• [Your objective]:
Below are entries. Pull out all lines containing "instance".

• [Material for the task]:
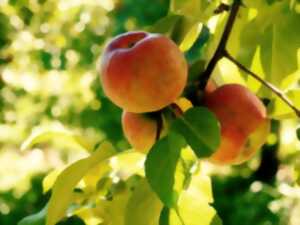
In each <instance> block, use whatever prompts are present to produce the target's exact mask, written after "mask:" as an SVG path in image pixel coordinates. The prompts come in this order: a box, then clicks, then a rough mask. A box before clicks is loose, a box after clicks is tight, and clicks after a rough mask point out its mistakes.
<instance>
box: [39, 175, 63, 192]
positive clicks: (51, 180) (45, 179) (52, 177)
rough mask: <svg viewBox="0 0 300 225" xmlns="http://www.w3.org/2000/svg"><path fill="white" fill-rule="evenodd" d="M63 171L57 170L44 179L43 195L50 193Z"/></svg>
mask: <svg viewBox="0 0 300 225" xmlns="http://www.w3.org/2000/svg"><path fill="white" fill-rule="evenodd" d="M61 171H62V170H61V169H55V170H52V171H51V172H50V173H48V174H47V176H46V177H45V178H44V179H43V193H46V192H48V191H49V190H50V189H51V188H52V186H53V185H54V182H55V180H56V178H57V177H58V175H59V174H60V173H61Z"/></svg>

• [Result of the exercise]:
In each <instance> block, use whatever prompts are present to produce the target's exact mask, written after "mask:" as an SVG path in image pixel coordinates. The prompts come in this order: a box, then clicks, then a rough mask. A box before clicks is loose, a box after clicks is tight, and clicks after a rough mask point out its mistakes.
<instance>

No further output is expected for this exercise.